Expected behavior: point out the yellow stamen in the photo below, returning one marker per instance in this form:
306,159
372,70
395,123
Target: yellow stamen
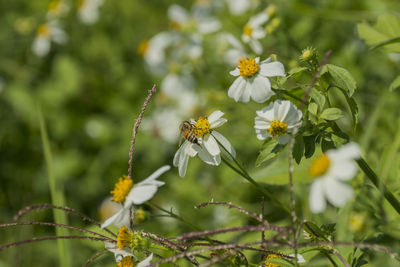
124,238
142,48
320,166
277,128
44,31
271,256
121,189
202,126
247,67
126,262
247,30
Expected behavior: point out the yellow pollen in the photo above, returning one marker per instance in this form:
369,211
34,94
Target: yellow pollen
121,189
320,166
247,30
202,126
247,67
124,238
44,31
277,128
126,262
271,256
142,48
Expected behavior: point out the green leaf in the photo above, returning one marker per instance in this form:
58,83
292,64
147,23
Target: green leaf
269,150
331,114
298,149
395,84
313,108
318,97
342,78
384,33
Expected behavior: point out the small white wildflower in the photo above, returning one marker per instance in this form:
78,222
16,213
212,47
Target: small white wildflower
331,170
277,120
128,194
207,147
253,79
46,33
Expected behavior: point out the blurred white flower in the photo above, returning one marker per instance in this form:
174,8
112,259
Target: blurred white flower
128,194
253,79
198,21
47,33
277,120
254,30
238,7
231,47
330,171
208,147
88,10
57,9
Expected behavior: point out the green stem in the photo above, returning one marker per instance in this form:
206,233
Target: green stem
57,196
381,187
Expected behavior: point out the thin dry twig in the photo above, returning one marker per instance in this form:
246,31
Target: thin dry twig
136,127
39,207
94,257
230,205
54,225
37,239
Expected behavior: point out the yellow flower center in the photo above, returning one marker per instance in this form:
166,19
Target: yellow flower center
121,189
142,48
124,238
247,30
271,256
277,128
126,262
320,166
202,126
248,67
44,31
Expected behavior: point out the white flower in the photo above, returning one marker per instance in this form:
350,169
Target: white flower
57,8
46,33
88,10
128,194
126,256
238,7
277,120
254,30
253,79
207,147
331,170
202,22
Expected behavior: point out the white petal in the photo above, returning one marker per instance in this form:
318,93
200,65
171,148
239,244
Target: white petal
272,69
117,219
211,145
261,90
236,89
337,192
235,72
140,194
145,262
225,143
317,196
155,175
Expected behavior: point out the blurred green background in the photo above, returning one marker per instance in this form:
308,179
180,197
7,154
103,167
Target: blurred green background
91,89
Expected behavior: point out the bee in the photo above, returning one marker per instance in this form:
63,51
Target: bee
187,132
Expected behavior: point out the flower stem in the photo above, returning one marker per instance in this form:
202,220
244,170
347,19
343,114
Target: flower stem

## WHAT NEEDS TO BE DONE
Write every entry out again exactly, images omitted.

## EXPECTED OUTPUT
Expected behavior: point out the yellow stamen in the photo below, returning one marker per instance in this form:
306,159
372,70
395,123
Target: yellow stamen
124,238
142,48
320,166
277,128
44,31
271,256
121,189
202,126
247,67
126,262
247,30
Expected behavior: point out the yellow pollen in the photo above, returning one marker per instance in this form:
369,211
34,94
Target: yellow pollen
121,189
320,166
247,30
202,126
247,67
124,238
44,31
277,128
126,262
271,256
142,48
Expected behavior: point out the green leaf in the photo above, returning one marker per instance in this form:
58,83
292,64
147,23
Target: green leaf
269,150
331,114
298,149
395,84
313,108
318,97
342,78
384,33
Expected behavior: point out the small white wildflower in the photo above, returning one marker per instance in this form:
78,222
16,213
212,47
Target: small white wildflower
331,170
277,120
128,194
207,147
253,79
46,33
Expected behavior: point out the blurred white flower in the photo above, returning one marker per instance in this form:
174,8
112,259
Target: blurred white flower
128,194
253,79
198,21
47,33
277,120
254,30
238,7
231,47
330,171
208,147
88,10
57,9
Expected behavior: point out the green stem in the photo above, returning one marker per instance in this form:
206,233
Target: green stem
57,196
381,187
Expected behavior: point out the thin dry twig in the photo above, returning one marker per instance in this form:
246,31
Target: thin dry twig
136,127
39,207
94,257
230,205
54,225
37,239
Expected behavior: point out the yellow flower center in the photo above, returning one marker per instance in this form:
166,19
Target: yellow flower center
121,189
142,48
124,238
247,30
271,256
277,128
126,262
320,166
202,126
248,67
44,31
Expected behavior: point out the white flower in the photo above, returning one marker per instance in this form:
350,169
Target: white flower
57,8
46,33
88,10
128,194
126,256
238,7
277,120
254,30
253,79
207,147
331,170
202,22
Expected behavior: point out the white petal in the photo above, returning one marker per instance in this form:
318,93
200,65
171,148
239,244
Target: white petal
272,69
117,219
211,145
261,90
236,89
337,192
235,72
140,194
145,262
225,143
317,196
155,175
Expected behavior: point out the blurred green background in the photo above, returning one marker per instance in this form:
308,179
180,197
7,154
103,167
Target: blurred green background
91,89
Expected behavior: point out the bee in the photo above, returning one marker per instance in this form:
63,51
Target: bee
187,132
Expected behavior: point out the flower stem in the photo above, returning one marker per instance in this form:
202,220
244,170
347,19
343,114
Target: flower stem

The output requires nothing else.